==== 読む文章 ====

授業 公演情報 SPAC・静岡県舞台芸術センター「授業」の観てきた!クチコミとコメント

  • 満足度★★★★★

    1950年代に発する不条理劇の代表的作品の一つだが、作者イヨネスコの名も、戯曲も、かつて持て囃されたのと同様の感化力を頼むだけの霊力を持つわけではないと(他の上演の例から)思っていた。西悟志演出は見事にこの「古典」戯曲を現代に立ち上がらせた。演劇活動をこの十年行っていないと観劇後に知って驚いたが、宮城監督が奇才と呼びブランクを押して依頼した価値は少なくとも実証した。老教授と若い女生徒、女中の三人芝居だが教授を三人の男優で演じ、女中にはスタッフの一人が正にスタッフ然として扮する(事実その通りでカーテンコール3回に姿を見せず4回目で漸く呼び掛けられて登壇していた)。明快な演出方針が十二分に生きた舞台だ。
    起用された菊池朝子の痛快なムーブも含め、絶えず動き回る教授。三人が分担して三分の一の負担、とはならない。広い舞台の奥のカーテンから登場して、客席側中央に置かれた台(2×1.5間位?の椅子が2台乗った主要演技エリア)まで、役の交替のためにスタスタスタスタと歩く距離は長い。また二人、時には三人のユニゾンやら台詞一節ごとのリレーやらをやりながら、女生徒を追い詰めて行く教授の狂気を表現する。

==== 提供資料 ====

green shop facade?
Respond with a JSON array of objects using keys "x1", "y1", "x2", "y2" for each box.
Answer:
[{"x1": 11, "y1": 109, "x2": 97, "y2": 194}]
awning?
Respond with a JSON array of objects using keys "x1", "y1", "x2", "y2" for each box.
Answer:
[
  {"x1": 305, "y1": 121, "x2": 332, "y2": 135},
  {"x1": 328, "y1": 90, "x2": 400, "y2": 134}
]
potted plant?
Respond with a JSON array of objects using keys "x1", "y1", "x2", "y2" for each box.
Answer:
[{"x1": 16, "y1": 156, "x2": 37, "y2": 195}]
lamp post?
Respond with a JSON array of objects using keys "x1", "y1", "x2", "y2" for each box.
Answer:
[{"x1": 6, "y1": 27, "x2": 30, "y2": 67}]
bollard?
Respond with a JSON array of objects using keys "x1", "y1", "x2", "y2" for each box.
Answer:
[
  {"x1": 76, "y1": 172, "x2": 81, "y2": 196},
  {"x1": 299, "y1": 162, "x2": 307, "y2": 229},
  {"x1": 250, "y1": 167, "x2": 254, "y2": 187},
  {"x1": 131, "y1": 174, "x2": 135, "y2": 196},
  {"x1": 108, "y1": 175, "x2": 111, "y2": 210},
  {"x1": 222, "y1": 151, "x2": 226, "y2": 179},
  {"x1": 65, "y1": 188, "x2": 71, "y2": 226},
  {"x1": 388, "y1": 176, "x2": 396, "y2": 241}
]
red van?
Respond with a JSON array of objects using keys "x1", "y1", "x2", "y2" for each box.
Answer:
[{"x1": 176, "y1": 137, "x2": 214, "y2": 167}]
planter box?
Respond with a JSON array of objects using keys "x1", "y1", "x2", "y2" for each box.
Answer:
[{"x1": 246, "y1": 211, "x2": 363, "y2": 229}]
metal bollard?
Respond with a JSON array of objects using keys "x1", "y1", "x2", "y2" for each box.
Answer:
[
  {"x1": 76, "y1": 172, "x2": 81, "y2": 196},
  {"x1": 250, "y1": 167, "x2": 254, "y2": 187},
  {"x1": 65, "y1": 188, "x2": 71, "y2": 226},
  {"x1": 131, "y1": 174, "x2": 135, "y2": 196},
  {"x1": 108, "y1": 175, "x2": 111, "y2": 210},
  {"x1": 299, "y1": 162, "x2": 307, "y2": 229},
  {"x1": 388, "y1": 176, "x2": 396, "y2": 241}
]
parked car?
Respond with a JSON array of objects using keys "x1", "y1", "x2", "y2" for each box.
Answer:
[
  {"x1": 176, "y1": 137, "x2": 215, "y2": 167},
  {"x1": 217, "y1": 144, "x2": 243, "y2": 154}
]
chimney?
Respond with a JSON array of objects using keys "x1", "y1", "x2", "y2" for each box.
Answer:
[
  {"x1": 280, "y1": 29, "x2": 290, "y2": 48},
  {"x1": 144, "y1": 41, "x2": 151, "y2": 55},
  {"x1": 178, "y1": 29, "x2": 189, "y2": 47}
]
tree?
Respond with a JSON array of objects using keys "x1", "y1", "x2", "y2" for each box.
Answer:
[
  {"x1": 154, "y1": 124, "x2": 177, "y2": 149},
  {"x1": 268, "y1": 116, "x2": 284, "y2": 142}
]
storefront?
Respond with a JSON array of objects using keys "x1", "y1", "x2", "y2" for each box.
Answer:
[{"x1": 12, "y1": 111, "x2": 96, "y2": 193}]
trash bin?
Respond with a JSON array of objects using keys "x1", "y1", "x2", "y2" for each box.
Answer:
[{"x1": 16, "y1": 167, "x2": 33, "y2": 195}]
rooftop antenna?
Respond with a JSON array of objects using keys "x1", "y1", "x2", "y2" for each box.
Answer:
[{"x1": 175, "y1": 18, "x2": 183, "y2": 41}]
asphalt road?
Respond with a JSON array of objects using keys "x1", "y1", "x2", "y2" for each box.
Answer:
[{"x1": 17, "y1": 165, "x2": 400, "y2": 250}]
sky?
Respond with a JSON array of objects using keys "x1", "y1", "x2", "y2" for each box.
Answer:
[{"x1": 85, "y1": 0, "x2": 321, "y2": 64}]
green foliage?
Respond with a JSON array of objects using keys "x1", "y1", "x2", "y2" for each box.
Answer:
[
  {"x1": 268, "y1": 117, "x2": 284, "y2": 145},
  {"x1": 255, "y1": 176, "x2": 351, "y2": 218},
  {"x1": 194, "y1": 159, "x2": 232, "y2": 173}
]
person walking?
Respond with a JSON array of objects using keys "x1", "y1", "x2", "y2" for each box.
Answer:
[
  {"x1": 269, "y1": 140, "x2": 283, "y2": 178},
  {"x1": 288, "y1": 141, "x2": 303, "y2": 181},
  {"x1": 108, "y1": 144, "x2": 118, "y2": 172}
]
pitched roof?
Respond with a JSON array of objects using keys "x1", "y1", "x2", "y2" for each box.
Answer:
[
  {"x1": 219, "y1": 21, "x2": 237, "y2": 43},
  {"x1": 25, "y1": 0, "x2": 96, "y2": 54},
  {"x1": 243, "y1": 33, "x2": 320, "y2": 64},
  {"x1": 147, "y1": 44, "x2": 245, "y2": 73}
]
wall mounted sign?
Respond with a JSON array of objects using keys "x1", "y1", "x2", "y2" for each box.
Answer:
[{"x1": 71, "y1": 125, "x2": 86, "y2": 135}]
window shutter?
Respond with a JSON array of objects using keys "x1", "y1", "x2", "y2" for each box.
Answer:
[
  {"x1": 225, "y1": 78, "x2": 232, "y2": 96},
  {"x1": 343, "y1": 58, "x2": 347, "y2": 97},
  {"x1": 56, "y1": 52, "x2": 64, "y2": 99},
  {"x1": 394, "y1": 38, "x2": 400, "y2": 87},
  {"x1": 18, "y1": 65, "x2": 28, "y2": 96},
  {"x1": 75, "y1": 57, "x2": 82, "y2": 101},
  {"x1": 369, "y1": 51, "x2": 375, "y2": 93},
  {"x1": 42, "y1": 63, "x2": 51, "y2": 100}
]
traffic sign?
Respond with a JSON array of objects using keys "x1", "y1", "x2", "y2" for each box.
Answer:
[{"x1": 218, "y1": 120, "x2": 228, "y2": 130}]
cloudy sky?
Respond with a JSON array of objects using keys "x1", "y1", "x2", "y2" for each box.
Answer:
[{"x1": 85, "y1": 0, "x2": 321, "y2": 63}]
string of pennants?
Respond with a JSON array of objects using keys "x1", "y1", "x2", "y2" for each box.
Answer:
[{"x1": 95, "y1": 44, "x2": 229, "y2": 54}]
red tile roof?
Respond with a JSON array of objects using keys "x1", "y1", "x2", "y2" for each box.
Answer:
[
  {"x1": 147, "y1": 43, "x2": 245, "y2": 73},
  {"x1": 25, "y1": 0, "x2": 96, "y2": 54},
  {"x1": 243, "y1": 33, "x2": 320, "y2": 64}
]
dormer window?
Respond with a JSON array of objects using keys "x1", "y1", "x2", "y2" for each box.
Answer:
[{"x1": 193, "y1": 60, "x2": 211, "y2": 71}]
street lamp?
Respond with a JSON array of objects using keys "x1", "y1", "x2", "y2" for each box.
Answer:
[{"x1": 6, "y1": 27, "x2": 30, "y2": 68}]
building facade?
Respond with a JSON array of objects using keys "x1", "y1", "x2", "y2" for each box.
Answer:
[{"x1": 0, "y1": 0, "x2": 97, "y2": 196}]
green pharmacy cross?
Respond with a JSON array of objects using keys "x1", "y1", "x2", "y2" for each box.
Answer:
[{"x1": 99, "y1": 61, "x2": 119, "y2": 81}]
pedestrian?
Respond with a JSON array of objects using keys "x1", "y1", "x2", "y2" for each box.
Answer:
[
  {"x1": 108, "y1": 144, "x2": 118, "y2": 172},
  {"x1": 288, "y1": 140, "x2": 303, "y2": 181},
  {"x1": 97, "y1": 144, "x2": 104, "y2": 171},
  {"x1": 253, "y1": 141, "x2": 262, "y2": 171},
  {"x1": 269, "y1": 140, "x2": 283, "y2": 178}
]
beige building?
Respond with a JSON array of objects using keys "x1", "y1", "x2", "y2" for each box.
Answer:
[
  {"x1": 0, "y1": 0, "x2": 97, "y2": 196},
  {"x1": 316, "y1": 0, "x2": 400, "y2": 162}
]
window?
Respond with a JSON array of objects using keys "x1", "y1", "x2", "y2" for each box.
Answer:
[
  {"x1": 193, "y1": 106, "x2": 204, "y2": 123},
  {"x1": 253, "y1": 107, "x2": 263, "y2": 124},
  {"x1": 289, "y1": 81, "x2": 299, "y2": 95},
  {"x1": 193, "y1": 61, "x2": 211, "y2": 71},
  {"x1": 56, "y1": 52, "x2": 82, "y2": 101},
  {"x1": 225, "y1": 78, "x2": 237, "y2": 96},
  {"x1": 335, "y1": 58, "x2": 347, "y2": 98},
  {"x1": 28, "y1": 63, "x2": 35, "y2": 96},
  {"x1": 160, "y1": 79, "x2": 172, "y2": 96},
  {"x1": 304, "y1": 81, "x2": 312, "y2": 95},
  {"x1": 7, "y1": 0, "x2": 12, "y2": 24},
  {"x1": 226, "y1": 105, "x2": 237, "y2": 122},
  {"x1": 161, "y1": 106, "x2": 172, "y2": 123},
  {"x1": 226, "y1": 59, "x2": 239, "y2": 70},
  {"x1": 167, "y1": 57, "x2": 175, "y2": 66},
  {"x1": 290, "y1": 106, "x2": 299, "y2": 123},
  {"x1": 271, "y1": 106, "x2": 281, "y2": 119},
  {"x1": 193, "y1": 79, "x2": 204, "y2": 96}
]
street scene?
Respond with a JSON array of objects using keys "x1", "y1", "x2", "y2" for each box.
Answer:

====

取り組む課題:
「授業」の観劇評のうち、「起用された菊池朝子の痛快なム」から「て行く教授の狂気を表現する。」までをすべて、「女生徒」を「生徒」に差し替えて書き出すこと。

完全な解答:
起用された菊池朝子の痛快なムーブも含め、絶えず動き回る教授。三人が分担して三分の一の負担、とはならない。広い舞台の奥のカーテンから登場して、客席側中央に置かれた台(2×1.5間位?の椅子が2台乗った主要演技エリア)まで、役の交替のためにスタスタスタスタと歩く距離は長い。また二人、時には三人のユニゾンやら台詞一節ごとのリレーやらをやりながら、生徒を追い詰めて行く教授の狂気を表現する。